_Aim of the task_
Pick up the news brief on nanoeuler, the GPT-2 clone written in C and CUDA, right after its last sentence, and write the paragraph that comes next.

_Quoted passage_
******

HeadlinesBriefing favicon HeadlinesBriefing.com

From‑Scratch GPT‑2 Clone Built in C/CUDA

Hacker News •
×

Developer JustVugg released nanoeuler, a GPT‑2‑class language model written entirely in C and CUDA without any deep‑learning frameworks. The repo contains hand‑crafted forward and backward passes, a byte‑level BPE tokenizer, and a FlashAttention kernel. It targets researchers who want to see how parameters, data, and GPU kernels interact at a low level, to demystify LLM construction.

The engine runs on a single consumer GPU; a ~116M‑parameter model trains on an RTX 4070 in a few days, while a tiny 0.76M showcase runs on CPU with OpenMP. Architecture mirrors modern transformers: RMSNorm, rotary embeddings, SwiGLU feed‑forward, grouped‑query attention and multi‑token prediction. Every kernel is validated against a CPU reference and gradient‑checked to 1e‑4 relative error, and achieves roughly three‑fold speedup thanks to FlashAttention.

******

_Data extracts_
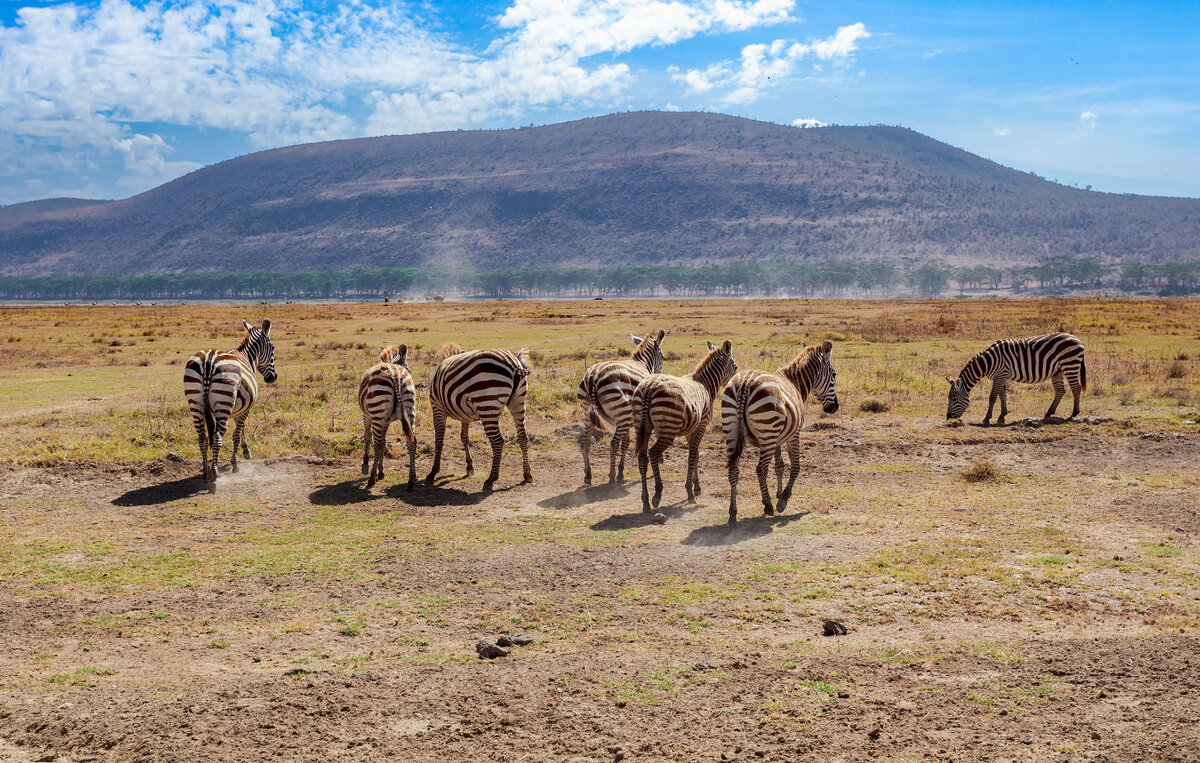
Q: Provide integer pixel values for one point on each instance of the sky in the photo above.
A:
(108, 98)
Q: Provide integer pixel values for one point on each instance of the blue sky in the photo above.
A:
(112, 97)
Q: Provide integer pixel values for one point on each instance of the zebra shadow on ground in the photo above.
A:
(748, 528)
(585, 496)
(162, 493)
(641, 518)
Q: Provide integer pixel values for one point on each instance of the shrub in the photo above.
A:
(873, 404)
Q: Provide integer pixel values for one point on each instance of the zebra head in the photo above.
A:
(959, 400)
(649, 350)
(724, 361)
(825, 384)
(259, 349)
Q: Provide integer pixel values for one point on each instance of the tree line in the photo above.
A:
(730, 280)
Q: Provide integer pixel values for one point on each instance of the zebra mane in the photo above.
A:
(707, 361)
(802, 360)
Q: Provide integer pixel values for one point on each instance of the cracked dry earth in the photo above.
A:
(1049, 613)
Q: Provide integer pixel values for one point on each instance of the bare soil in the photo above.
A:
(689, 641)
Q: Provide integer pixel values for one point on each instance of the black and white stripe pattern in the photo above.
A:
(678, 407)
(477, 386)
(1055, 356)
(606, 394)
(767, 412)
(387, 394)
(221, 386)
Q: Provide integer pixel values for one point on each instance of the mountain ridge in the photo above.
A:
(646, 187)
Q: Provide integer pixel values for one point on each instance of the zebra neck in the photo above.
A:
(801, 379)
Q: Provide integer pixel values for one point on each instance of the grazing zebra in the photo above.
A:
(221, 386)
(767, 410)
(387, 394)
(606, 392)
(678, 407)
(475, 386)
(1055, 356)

******

_Written answer_
nanoeuler is positioned as a research and educational artifact rather than a production chatbot; its 116M model produces fluent English but lacks real‑world knowledge. By exposing the full training pipeline—from tokenizer creation through pretraining on a books‑plus‑web corpus to supervised fine‑tuning—the project demonstrates that end‑to‑end LLM development can be understood without opaque libraries. It compiles with gcc 13 on Linux and needs no external ML deps.